----- TEXT BLOCK
Monday, 25 November 2013

Dancing on Coral by Glenda Adams

Glenda Adams won the 1987 Miles Franklin Award with this novel about Lark Watter's determination to leave Australia for the big, wide world.

This is a theme that reflects the real life experiences of a whole generation of Australian writers, scientists, artists, philosophers etc. throughout the 50's, 60's & 70's.

Australia was viewed as a cultural backwater by these people and they experienced cultural cringe from the vast majority of Australians who didn't feel that way. Clever, artistic people were viewed suspiciously, especially clever, artistic people who liked to talk about and promote their work and art.

To this day, we still have the "tall poppy syndrome" where anyone who is "getting too big for their boots" is brought back down to size. We're one of the few nations that doesn't wholeheartedly support, encourage and glorify it's successful people (unless, of course, we start talking about sport!)
----------
----- DATA ROWS
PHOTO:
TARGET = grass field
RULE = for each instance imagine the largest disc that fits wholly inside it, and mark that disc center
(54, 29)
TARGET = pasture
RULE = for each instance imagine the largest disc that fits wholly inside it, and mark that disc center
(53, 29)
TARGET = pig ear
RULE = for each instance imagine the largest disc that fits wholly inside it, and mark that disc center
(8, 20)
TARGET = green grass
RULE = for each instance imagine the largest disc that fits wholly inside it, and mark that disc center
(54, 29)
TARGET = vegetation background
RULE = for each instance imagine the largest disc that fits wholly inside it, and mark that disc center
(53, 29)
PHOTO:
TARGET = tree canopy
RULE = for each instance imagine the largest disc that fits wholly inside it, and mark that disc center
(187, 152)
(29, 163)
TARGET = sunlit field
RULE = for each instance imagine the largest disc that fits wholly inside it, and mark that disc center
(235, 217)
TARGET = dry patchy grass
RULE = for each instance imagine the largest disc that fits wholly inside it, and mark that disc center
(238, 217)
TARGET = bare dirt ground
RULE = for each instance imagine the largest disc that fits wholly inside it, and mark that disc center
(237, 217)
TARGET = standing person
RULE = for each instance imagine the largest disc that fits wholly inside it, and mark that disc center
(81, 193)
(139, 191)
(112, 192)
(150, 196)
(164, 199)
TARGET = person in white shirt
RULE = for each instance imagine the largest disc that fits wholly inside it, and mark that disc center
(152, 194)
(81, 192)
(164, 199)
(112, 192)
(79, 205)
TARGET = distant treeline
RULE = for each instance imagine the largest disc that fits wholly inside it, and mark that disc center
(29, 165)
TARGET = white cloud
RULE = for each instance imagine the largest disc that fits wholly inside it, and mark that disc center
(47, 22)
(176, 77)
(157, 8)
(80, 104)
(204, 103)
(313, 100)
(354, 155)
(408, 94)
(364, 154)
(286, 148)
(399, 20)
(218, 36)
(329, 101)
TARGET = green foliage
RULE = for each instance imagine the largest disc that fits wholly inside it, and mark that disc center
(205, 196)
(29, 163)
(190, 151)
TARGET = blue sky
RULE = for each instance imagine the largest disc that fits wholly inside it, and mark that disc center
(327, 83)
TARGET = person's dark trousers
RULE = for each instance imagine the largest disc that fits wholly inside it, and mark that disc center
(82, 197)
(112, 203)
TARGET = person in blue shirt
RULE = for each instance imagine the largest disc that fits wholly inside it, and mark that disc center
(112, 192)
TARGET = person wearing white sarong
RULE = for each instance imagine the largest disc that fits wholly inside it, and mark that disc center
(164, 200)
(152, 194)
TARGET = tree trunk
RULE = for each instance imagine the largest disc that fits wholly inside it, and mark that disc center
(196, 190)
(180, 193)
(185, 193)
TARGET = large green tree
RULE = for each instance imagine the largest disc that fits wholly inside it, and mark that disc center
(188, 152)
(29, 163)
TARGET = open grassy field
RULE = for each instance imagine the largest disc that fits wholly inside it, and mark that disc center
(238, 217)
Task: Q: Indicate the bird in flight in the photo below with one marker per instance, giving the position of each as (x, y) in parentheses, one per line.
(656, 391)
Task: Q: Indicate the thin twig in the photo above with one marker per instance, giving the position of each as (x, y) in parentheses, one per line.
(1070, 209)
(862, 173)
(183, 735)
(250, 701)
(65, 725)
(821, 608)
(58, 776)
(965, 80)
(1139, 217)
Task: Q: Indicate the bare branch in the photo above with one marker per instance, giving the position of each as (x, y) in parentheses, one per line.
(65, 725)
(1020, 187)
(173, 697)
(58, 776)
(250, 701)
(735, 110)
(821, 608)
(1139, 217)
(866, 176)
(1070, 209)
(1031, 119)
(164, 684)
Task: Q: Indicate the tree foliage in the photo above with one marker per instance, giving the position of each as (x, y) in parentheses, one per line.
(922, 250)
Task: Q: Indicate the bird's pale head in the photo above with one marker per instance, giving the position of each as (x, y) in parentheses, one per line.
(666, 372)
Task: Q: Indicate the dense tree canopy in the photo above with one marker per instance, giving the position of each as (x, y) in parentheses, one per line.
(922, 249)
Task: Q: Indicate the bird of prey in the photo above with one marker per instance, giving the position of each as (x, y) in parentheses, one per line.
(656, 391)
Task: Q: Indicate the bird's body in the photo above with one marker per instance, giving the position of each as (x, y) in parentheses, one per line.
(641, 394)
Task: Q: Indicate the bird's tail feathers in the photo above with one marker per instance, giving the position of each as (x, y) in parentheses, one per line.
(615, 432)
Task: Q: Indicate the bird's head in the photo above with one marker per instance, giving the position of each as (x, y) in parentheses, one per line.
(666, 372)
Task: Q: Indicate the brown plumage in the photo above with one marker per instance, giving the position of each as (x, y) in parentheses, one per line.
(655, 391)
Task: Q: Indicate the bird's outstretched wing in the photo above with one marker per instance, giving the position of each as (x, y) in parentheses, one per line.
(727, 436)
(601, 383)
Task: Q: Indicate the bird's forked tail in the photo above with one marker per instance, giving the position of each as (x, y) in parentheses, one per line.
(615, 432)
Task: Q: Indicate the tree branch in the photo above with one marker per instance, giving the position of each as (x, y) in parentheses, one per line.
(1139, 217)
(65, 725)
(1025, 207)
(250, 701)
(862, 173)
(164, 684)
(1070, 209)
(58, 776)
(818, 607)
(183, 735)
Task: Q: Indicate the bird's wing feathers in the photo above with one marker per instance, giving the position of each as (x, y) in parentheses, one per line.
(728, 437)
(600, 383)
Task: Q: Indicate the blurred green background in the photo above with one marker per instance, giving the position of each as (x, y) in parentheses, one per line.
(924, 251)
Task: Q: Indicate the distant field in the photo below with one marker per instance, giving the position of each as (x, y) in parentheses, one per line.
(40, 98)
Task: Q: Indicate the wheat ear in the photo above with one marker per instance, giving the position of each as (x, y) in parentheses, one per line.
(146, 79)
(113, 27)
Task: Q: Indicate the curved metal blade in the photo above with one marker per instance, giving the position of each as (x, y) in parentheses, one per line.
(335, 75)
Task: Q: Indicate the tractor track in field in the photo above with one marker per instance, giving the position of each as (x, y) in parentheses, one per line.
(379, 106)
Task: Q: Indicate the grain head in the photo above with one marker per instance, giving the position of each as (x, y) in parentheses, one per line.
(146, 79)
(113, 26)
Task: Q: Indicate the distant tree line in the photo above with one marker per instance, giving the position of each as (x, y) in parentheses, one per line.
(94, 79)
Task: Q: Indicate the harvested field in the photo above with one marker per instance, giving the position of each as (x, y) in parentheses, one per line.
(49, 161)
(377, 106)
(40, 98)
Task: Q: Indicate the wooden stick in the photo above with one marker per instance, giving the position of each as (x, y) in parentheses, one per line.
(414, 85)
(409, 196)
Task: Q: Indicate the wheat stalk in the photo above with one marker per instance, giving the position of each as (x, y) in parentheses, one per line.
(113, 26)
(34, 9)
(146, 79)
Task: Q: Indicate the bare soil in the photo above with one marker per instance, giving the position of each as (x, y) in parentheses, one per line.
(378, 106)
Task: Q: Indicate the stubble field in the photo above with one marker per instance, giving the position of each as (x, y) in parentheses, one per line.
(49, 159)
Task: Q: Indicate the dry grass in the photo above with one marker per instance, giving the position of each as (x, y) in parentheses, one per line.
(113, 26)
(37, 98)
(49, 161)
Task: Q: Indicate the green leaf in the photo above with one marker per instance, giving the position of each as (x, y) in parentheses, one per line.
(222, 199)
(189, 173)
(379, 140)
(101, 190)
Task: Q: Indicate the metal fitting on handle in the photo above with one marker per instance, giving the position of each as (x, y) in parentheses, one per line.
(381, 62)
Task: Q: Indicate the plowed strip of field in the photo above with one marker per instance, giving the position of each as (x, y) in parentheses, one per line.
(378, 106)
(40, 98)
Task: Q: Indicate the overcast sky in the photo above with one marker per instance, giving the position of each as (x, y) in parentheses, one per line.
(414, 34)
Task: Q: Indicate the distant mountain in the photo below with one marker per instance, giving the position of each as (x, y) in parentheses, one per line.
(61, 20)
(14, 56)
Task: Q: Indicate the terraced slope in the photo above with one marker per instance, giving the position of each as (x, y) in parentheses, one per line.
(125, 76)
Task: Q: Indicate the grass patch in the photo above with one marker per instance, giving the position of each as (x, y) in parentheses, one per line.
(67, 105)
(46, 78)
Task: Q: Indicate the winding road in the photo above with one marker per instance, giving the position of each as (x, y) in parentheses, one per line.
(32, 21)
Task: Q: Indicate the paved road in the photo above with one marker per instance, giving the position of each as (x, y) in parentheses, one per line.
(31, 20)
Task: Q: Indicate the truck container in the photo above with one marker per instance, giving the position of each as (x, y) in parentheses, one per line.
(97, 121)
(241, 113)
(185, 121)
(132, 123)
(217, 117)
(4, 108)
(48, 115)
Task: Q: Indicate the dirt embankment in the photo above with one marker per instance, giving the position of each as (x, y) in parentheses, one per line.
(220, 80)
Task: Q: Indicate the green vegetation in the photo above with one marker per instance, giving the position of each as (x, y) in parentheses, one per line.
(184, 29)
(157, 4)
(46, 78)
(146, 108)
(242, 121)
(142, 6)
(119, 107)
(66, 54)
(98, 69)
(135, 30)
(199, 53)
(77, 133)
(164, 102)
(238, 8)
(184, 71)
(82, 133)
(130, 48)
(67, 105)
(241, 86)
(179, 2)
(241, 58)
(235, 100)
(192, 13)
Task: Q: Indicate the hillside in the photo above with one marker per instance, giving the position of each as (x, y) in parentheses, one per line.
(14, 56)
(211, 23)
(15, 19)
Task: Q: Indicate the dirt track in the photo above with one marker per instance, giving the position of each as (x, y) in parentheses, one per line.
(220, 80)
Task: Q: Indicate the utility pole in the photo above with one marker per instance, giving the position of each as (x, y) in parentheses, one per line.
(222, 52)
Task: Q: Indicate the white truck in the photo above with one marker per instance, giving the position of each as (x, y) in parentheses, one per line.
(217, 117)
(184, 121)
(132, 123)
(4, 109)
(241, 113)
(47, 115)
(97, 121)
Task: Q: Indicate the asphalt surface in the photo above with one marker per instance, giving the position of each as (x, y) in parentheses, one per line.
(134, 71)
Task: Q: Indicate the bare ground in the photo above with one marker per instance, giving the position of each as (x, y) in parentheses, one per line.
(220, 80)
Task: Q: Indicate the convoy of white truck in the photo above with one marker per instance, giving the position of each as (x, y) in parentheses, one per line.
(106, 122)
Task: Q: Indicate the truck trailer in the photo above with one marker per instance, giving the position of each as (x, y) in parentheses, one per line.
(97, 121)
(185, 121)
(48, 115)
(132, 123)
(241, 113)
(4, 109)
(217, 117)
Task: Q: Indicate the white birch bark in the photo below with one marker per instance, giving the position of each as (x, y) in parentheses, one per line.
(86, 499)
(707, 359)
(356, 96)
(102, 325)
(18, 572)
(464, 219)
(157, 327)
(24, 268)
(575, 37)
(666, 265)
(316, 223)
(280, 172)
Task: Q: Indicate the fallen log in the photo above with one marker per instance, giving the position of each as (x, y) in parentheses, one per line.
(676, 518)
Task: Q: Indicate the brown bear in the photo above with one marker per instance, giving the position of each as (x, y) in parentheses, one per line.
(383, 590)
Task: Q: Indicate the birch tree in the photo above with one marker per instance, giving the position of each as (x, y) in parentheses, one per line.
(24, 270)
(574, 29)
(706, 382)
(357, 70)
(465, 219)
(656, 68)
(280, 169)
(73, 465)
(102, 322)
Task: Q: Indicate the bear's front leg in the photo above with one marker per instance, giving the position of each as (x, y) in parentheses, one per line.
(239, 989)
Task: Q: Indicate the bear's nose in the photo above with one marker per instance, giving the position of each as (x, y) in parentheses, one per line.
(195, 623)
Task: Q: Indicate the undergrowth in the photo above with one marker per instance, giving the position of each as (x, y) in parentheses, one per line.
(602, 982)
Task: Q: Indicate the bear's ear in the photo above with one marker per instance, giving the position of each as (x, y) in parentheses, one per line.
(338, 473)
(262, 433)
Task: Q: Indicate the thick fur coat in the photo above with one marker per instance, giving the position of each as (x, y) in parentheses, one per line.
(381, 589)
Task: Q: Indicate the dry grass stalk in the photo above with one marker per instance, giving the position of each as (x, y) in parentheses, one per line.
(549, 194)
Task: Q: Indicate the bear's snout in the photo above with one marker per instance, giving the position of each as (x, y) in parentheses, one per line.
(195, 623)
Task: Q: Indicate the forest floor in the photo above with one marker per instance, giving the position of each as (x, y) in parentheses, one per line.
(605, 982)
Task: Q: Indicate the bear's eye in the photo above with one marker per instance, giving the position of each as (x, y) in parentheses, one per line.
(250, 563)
----------
= PROBLEMS AND TASKS =
(1) Please answer these from the Dancing on Coral post:
(a) Which award did Glenda Adams win in 1987 with this novel?
(b) Which decades does the post name for the experiences of that generation of Australian writers, scientists, artists and philosophers?
(c) What term does the post use for bringing anyone who is "getting too big for their boots" back down to size?
(2) In the Dancing on Coral post, rename "novel" as "book" and write out the passage from "Dancing on Coral" to "work and art." with that change.

= ANSWERS TO EACH TASK =
(1)
(a) The Miles Franklin Award.
(b) The 50's, 60's and 70's.
(c) The "tall poppy syndrome."

(2)
Dancing on Coral by Glenda Adams

Glenda Adams won the 1987 Miles Franklin Award with this book about Lark Watter's determination to leave Australia for the big, wide world.

This is a theme that reflects the real life experiences of a whole generation of Australian writers, scientists, artists, philosophers etc. throughout the 50's, 60's & 70's.

Australia was viewed as a cultural backwater by these people and they experienced cultural cringe from the vast majority of Australians who didn't feel that way. Clever, artistic people were viewed suspiciously, especially clever, artistic people who liked to talk about and promote their work and art.